*Work instruction*. Print exactly, and only, the lines from the one containing "Phrase: nose" through the last line of the records below, both included; leave out the pictures.

[Provided data — start]

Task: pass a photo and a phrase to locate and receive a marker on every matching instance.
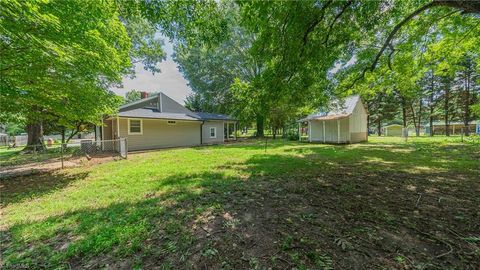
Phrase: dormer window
(135, 126)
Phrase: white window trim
(141, 127)
(210, 132)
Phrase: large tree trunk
(260, 120)
(419, 121)
(35, 137)
(404, 112)
(446, 108)
(431, 105)
(379, 126)
(63, 134)
(431, 122)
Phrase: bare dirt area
(342, 220)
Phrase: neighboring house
(393, 130)
(345, 121)
(455, 128)
(160, 122)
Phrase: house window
(134, 126)
(213, 132)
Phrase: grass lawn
(381, 204)
(15, 156)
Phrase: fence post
(266, 139)
(61, 154)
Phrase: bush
(292, 135)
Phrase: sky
(170, 80)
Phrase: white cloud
(170, 81)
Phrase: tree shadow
(312, 207)
(20, 188)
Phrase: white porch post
(338, 131)
(118, 128)
(324, 135)
(101, 135)
(309, 130)
(299, 131)
(234, 131)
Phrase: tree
(60, 57)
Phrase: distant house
(393, 130)
(160, 122)
(455, 128)
(345, 121)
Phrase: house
(160, 122)
(393, 130)
(344, 121)
(454, 128)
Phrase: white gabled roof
(338, 108)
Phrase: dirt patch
(338, 222)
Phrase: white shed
(345, 121)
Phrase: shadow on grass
(17, 189)
(316, 209)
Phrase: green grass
(236, 206)
(15, 156)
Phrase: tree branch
(390, 37)
(330, 27)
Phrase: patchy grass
(381, 204)
(15, 156)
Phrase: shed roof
(442, 123)
(338, 108)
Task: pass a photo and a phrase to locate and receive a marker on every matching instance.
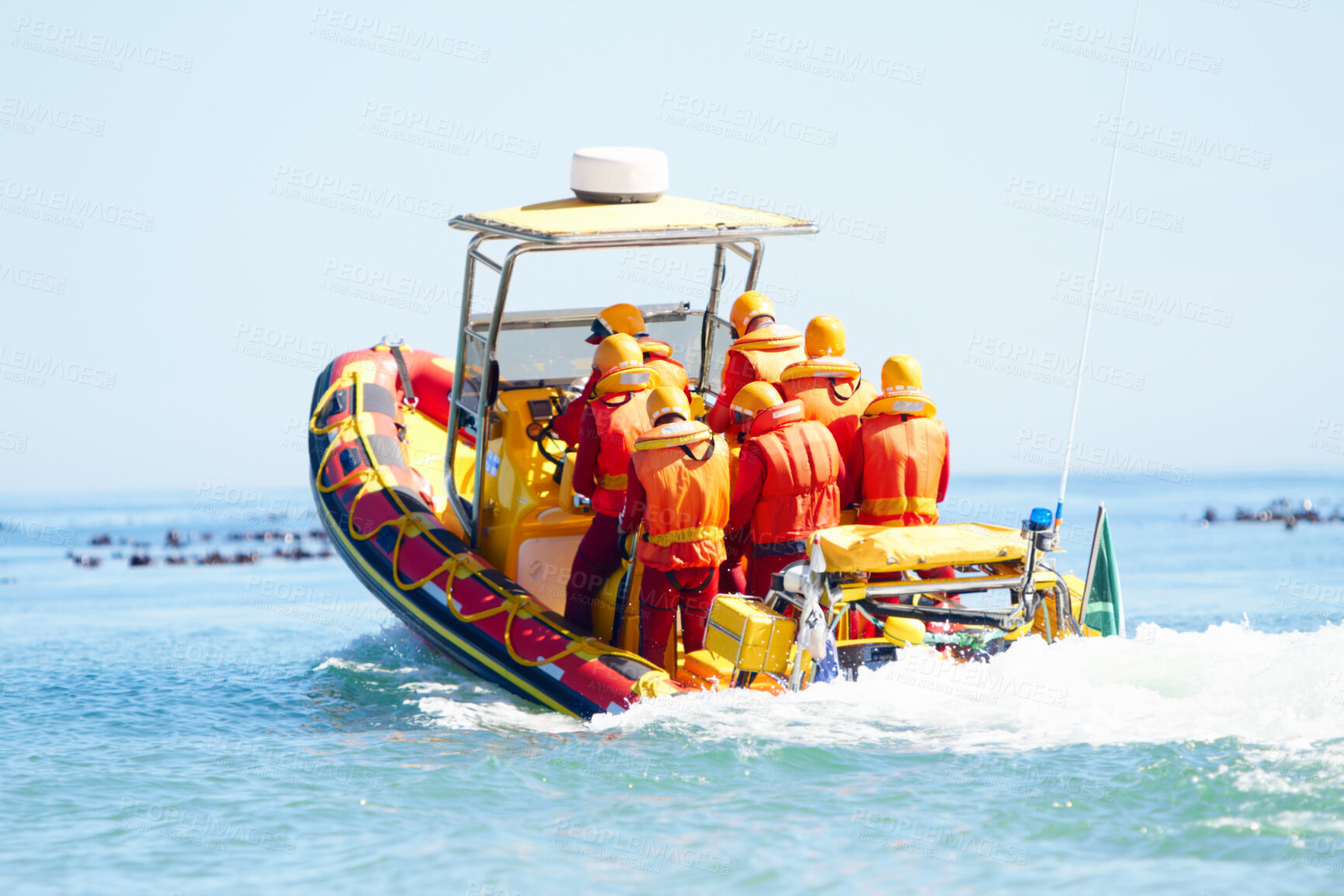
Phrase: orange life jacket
(802, 490)
(902, 465)
(659, 356)
(684, 472)
(620, 420)
(771, 350)
(832, 394)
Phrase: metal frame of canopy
(521, 237)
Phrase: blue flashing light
(1041, 521)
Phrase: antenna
(1092, 293)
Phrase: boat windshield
(550, 350)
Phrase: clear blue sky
(187, 234)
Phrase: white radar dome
(618, 175)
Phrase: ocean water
(269, 727)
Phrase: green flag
(1103, 609)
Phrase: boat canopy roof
(879, 548)
(671, 218)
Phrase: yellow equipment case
(749, 635)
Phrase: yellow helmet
(617, 351)
(902, 390)
(826, 337)
(667, 400)
(902, 372)
(749, 305)
(617, 319)
(752, 400)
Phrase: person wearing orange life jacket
(679, 490)
(830, 387)
(615, 418)
(788, 483)
(629, 320)
(760, 355)
(898, 462)
(657, 355)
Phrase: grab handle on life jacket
(691, 455)
(402, 371)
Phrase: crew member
(788, 484)
(897, 468)
(620, 319)
(679, 490)
(657, 355)
(830, 387)
(611, 420)
(761, 352)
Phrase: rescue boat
(444, 488)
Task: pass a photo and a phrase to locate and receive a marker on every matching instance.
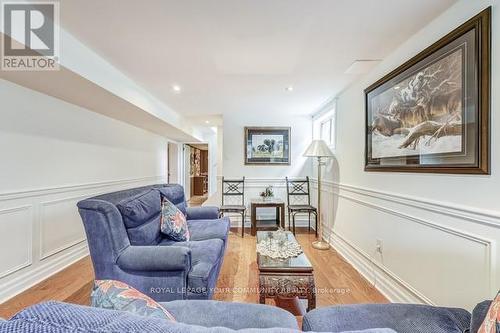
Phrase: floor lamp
(320, 150)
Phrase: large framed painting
(432, 113)
(267, 145)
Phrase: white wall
(439, 232)
(258, 177)
(53, 154)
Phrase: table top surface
(294, 264)
(269, 201)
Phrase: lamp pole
(320, 244)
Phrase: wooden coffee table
(287, 278)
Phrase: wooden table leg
(253, 229)
(278, 221)
(262, 294)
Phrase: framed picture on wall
(432, 113)
(267, 145)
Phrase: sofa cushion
(55, 317)
(141, 216)
(403, 318)
(491, 323)
(230, 314)
(209, 229)
(205, 258)
(173, 222)
(174, 194)
(116, 295)
(478, 315)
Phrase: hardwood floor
(337, 282)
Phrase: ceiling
(241, 55)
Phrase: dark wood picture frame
(478, 28)
(264, 160)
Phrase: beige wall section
(54, 154)
(440, 233)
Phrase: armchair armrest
(202, 213)
(155, 258)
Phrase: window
(324, 125)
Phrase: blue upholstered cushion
(491, 322)
(116, 295)
(141, 216)
(403, 318)
(478, 315)
(209, 229)
(175, 194)
(173, 222)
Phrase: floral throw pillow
(116, 295)
(491, 323)
(173, 222)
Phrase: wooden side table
(259, 203)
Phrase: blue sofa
(402, 318)
(125, 242)
(191, 317)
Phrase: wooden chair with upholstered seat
(232, 189)
(296, 190)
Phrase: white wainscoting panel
(43, 233)
(60, 226)
(16, 228)
(253, 187)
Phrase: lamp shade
(318, 148)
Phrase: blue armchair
(125, 242)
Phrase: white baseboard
(389, 284)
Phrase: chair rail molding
(32, 217)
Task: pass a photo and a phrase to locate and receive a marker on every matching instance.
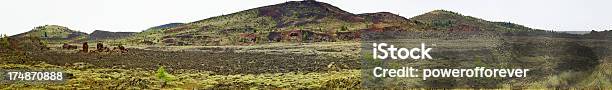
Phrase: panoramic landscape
(305, 45)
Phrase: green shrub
(4, 42)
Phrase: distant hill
(165, 26)
(448, 20)
(311, 16)
(99, 34)
(52, 32)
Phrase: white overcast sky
(19, 16)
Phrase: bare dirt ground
(220, 60)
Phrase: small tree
(164, 76)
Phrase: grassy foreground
(96, 78)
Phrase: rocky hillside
(99, 35)
(53, 32)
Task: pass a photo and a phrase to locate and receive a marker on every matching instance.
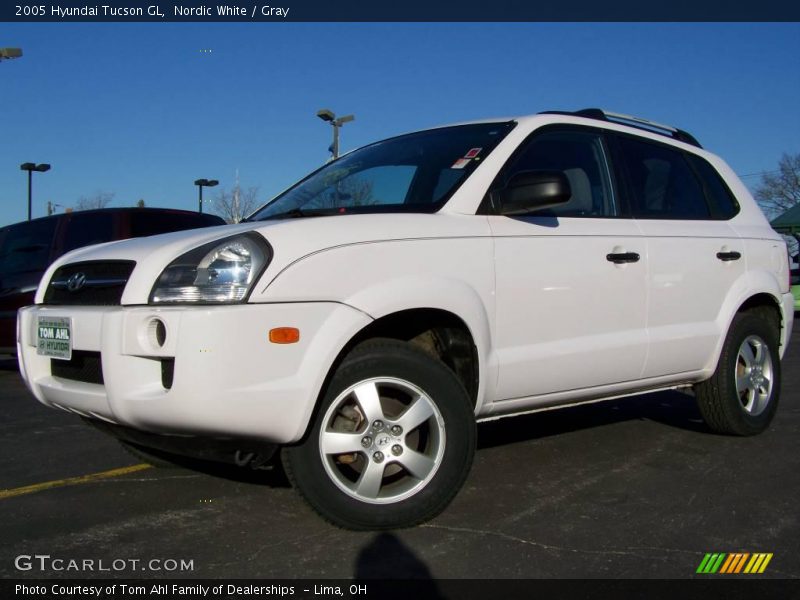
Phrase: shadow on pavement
(674, 409)
(386, 557)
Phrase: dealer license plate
(54, 337)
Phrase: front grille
(92, 283)
(83, 366)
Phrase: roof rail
(612, 117)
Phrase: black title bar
(406, 11)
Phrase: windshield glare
(411, 173)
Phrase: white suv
(368, 316)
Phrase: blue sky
(142, 110)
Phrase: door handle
(728, 256)
(623, 257)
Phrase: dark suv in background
(28, 248)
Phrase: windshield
(25, 247)
(411, 173)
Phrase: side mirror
(528, 191)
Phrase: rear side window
(581, 157)
(87, 229)
(26, 247)
(153, 223)
(662, 184)
(723, 203)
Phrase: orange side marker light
(284, 335)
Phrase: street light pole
(9, 53)
(329, 117)
(30, 168)
(201, 183)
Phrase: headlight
(221, 272)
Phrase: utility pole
(329, 117)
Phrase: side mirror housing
(529, 191)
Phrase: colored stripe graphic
(734, 563)
(758, 563)
(729, 564)
(711, 563)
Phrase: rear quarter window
(721, 200)
(661, 182)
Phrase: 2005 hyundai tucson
(367, 317)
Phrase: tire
(154, 458)
(742, 396)
(401, 471)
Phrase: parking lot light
(330, 117)
(30, 168)
(201, 183)
(9, 53)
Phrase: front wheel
(742, 396)
(392, 442)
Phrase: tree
(236, 204)
(98, 200)
(780, 190)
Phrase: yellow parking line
(38, 487)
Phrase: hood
(291, 241)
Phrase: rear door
(571, 295)
(694, 256)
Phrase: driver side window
(581, 157)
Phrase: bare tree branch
(236, 204)
(97, 200)
(779, 191)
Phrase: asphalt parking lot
(633, 488)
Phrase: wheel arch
(753, 292)
(446, 335)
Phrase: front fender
(450, 274)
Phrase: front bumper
(228, 379)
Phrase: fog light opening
(157, 332)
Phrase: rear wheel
(392, 442)
(742, 396)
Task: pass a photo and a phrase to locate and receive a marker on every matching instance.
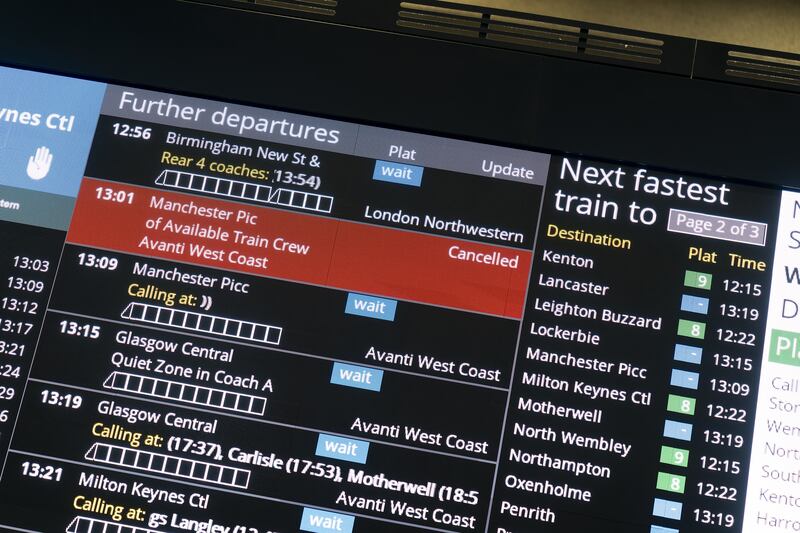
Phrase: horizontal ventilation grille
(316, 7)
(529, 32)
(764, 68)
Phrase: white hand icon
(39, 165)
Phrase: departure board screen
(227, 319)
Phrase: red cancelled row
(293, 246)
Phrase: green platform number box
(697, 280)
(692, 328)
(784, 347)
(674, 456)
(671, 482)
(681, 404)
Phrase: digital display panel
(220, 318)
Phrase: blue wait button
(334, 447)
(359, 377)
(398, 173)
(370, 306)
(318, 521)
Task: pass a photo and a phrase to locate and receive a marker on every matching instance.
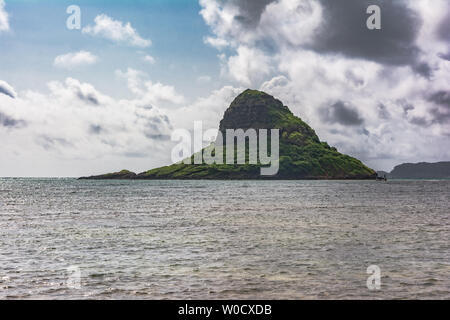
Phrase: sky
(108, 96)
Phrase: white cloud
(116, 31)
(150, 92)
(7, 89)
(75, 59)
(76, 130)
(270, 49)
(209, 109)
(4, 18)
(149, 59)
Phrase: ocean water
(69, 239)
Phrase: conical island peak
(301, 153)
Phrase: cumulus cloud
(117, 31)
(74, 122)
(75, 59)
(151, 92)
(4, 18)
(380, 95)
(342, 113)
(6, 89)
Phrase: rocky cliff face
(302, 154)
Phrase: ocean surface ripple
(224, 239)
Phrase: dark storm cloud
(445, 56)
(441, 98)
(9, 122)
(344, 31)
(440, 115)
(444, 27)
(341, 113)
(383, 113)
(6, 91)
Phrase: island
(301, 153)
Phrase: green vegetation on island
(301, 155)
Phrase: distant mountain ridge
(301, 154)
(422, 170)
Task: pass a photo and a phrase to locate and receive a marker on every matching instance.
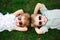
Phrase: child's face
(22, 20)
(39, 20)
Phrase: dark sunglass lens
(40, 23)
(39, 17)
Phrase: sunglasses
(40, 23)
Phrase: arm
(18, 12)
(38, 6)
(21, 28)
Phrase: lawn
(28, 6)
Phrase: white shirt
(7, 22)
(53, 17)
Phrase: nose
(19, 18)
(20, 23)
(39, 17)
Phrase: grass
(28, 6)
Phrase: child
(15, 21)
(48, 19)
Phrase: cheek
(17, 21)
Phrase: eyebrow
(39, 17)
(40, 23)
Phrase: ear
(18, 12)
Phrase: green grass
(28, 6)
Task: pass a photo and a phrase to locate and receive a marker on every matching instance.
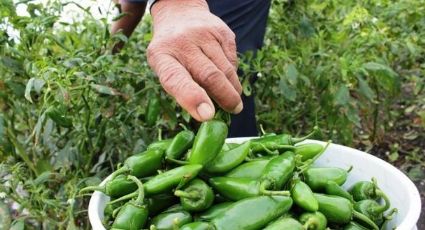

[Provided data — finish]

*Response to this task*.
Phrase: nose
(19, 18)
(20, 23)
(39, 17)
Phrase: grass
(28, 6)
Phrase: child
(15, 21)
(48, 19)
Phrase: cheek
(17, 21)
Phrase: eyebrow
(39, 17)
(40, 23)
Phrase: ear
(18, 12)
Phrase: green grass
(28, 6)
Task: pass a photo and a phrase to locate and receive a marker on every matching instance.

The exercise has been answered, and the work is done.